- [Records for this exercise]
-- Opening Marker --

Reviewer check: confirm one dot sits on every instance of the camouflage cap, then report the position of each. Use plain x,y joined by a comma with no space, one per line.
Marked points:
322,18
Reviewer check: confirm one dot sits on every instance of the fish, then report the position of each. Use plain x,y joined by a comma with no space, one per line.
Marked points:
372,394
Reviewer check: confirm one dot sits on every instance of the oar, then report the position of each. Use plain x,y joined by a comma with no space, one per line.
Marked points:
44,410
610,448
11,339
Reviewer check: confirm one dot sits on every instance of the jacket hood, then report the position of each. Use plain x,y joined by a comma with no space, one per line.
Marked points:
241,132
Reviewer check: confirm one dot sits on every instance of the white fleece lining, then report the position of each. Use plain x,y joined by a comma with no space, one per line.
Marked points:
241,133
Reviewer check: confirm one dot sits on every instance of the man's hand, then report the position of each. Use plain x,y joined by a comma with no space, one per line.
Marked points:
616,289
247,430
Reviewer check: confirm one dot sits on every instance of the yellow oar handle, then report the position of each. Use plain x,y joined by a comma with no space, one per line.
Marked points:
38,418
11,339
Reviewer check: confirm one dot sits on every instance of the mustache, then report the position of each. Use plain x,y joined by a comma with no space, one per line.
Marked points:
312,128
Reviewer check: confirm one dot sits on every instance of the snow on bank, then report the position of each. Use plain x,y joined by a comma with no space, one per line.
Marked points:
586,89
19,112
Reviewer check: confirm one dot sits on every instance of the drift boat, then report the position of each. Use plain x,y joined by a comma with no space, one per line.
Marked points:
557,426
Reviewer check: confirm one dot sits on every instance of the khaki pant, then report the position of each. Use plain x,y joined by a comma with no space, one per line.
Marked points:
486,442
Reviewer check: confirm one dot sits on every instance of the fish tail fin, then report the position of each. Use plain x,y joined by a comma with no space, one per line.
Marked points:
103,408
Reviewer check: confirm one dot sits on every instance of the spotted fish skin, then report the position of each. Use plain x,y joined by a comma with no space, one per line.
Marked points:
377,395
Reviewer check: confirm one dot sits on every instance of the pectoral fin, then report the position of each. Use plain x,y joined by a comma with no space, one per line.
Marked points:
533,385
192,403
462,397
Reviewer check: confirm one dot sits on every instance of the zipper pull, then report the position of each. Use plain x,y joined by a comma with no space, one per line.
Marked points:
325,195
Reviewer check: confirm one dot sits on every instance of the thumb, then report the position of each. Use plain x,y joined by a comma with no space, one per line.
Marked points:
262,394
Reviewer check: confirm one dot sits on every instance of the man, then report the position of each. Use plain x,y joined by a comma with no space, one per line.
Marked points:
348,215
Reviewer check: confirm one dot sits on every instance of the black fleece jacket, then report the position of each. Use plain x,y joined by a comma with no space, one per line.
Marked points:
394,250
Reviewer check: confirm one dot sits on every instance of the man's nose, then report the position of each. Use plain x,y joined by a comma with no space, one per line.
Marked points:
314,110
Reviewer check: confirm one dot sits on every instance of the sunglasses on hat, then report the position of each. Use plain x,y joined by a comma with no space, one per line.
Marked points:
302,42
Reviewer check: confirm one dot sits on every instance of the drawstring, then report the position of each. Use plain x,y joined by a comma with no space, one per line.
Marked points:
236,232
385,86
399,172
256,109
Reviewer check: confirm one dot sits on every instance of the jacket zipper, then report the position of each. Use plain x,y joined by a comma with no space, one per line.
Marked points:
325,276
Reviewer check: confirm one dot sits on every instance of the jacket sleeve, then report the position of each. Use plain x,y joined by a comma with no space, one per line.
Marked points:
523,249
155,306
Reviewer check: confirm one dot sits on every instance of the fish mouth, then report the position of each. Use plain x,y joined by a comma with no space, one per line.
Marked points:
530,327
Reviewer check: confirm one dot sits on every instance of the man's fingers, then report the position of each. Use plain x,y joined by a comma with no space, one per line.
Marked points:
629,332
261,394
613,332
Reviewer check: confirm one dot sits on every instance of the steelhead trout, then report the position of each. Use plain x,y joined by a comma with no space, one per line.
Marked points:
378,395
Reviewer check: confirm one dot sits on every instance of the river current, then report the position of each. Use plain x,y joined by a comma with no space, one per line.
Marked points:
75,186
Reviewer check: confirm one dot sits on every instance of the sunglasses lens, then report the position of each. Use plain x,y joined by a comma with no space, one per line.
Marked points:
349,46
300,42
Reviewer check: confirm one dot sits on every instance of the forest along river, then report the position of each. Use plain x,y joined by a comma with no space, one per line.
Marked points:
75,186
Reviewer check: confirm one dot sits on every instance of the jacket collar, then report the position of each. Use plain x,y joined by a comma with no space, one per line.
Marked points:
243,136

-- Closing Marker --

- [What this task involves] Write down again, exactly as given, only the lines above that fall from the line with "the thumb, then" to the line with "of the black", inclusive.

- [Task answer]
Reviewer check: confirm one dot sits on every instance of the thumb, then report the position of each. Use plain x,y joined by a comma with no space, one per line.
Marked points:
262,394
Reviewer check: confirm one dot sits on every instance of the man, then report the position of each. Use plain x,y joined by a comma with no space, one per line.
Marked points:
348,215
Reviewer check: confirm one dot sits on every instance of the black fleece jacket, then report the position of each. Use plain x,y joined by a comma with no space, one per line.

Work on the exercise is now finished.